◆ **Dataset records**
-- Opening Marker --
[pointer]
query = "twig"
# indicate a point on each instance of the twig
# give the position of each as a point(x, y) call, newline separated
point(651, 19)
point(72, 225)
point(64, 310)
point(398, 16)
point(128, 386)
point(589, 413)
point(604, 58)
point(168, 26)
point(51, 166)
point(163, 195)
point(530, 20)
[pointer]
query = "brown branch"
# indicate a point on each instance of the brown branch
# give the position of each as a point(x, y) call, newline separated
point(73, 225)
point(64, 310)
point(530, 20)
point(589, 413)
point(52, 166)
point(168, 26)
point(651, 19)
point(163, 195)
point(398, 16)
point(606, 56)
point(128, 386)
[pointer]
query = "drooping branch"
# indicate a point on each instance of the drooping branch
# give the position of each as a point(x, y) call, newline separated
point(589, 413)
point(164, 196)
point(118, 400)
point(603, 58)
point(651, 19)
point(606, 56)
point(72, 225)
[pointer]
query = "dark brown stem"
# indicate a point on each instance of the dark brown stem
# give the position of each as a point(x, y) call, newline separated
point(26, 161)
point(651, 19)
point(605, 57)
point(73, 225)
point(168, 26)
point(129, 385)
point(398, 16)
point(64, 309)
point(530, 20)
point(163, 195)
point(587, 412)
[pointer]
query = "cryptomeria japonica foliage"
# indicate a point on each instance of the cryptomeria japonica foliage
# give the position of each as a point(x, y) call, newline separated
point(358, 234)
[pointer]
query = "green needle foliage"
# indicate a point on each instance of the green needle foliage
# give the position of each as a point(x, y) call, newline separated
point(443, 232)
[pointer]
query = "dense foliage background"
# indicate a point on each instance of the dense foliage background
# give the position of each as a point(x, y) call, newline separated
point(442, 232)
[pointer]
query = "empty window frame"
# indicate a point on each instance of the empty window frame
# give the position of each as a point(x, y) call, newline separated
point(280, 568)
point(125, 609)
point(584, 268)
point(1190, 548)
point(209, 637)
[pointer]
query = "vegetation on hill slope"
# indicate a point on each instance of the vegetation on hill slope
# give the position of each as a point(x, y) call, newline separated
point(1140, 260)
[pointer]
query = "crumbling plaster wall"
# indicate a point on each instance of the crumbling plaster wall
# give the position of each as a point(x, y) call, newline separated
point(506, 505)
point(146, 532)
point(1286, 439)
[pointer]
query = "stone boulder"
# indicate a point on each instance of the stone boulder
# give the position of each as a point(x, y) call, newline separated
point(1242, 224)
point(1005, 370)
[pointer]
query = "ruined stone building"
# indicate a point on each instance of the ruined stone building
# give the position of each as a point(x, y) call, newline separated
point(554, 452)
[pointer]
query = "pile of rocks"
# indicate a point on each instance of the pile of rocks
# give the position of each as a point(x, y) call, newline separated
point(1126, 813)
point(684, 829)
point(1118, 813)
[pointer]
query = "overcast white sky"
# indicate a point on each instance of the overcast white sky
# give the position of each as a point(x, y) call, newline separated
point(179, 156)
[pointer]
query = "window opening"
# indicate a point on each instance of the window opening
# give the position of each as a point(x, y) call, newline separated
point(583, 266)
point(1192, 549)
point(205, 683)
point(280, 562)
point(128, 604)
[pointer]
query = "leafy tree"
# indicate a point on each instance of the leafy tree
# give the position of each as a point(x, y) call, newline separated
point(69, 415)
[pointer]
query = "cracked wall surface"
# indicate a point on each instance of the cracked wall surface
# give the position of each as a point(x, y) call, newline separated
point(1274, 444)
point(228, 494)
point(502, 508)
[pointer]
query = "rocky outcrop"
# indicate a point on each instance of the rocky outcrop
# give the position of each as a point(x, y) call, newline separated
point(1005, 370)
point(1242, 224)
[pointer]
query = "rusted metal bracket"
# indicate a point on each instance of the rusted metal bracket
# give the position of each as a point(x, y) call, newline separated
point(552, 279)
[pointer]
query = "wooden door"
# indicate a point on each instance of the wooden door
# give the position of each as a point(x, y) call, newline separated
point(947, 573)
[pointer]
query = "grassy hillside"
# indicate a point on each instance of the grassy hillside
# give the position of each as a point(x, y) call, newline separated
-- Closing Marker --
◆ **What is being asked**
Show all lines above that contain "slope".

◆ **Response to the exercise**
query = "vegetation on hill slope"
# indicate a point on each instance of the vegetation on hill slope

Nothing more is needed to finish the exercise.